____ The data

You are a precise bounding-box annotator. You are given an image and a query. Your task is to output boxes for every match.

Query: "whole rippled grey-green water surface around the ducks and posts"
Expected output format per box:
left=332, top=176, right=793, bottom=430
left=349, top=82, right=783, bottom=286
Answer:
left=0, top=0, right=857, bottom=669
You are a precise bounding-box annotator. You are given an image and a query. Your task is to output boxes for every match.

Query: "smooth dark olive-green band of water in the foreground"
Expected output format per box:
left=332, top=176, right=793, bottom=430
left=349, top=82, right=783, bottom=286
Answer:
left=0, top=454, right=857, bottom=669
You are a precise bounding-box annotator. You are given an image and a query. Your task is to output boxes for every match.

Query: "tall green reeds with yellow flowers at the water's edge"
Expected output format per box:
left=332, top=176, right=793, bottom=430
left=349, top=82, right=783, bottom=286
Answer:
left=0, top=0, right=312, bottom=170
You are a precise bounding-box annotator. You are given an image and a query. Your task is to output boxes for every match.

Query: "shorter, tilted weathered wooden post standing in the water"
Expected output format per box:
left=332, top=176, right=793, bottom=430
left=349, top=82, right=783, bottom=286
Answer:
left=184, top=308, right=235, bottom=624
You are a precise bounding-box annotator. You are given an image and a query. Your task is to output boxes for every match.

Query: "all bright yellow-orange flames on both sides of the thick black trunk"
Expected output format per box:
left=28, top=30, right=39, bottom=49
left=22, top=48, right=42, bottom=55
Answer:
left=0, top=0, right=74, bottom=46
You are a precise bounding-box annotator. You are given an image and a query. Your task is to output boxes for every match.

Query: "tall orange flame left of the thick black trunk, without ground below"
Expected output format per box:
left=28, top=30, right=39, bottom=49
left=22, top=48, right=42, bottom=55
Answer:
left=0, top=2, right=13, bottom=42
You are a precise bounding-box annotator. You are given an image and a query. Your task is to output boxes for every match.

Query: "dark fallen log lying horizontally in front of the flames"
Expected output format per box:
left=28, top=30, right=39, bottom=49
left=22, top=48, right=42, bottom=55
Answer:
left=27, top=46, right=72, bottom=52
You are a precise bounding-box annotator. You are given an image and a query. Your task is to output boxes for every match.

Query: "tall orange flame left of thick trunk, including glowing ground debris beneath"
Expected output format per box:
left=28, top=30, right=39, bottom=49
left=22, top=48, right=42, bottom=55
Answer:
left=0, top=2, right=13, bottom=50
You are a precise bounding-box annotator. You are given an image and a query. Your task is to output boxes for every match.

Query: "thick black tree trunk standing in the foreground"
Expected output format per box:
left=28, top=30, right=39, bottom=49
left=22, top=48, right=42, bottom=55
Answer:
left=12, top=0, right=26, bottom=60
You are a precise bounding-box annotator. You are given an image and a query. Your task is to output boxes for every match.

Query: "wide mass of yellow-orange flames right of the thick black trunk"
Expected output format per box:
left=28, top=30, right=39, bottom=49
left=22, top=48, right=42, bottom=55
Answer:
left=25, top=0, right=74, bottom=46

________
____ The data

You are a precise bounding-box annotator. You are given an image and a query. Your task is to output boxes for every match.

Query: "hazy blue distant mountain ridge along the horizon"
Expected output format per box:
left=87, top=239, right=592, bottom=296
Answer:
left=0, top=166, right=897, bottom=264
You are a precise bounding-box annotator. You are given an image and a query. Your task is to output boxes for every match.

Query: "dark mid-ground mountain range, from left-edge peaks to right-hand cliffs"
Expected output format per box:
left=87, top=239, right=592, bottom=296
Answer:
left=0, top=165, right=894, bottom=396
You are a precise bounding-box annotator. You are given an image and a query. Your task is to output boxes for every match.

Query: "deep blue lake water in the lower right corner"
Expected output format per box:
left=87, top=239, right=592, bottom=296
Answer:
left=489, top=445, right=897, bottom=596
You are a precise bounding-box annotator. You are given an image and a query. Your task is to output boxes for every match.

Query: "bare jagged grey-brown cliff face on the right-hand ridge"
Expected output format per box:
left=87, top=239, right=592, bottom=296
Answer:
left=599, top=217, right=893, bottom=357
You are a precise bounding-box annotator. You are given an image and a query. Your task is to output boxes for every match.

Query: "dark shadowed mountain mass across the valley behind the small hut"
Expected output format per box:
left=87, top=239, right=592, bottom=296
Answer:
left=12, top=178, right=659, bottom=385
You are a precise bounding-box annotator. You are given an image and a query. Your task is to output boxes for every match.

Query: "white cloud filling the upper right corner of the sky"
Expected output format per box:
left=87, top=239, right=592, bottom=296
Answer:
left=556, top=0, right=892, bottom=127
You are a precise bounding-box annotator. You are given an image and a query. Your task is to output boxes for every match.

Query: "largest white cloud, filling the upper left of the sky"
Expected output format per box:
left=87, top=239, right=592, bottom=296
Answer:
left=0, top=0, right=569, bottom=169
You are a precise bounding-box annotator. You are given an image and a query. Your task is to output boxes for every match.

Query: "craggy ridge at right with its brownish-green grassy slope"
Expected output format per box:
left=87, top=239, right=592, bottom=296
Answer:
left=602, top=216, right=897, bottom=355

________

• _What the task requires_:
Identify the lines above with the word "mass". Copy them.

• _Task answer_:
Query: "wide mass of yellow-orange flames right of the thick black trunk"
Query: "dark shadowed mountain mass across the valley behind the small hut"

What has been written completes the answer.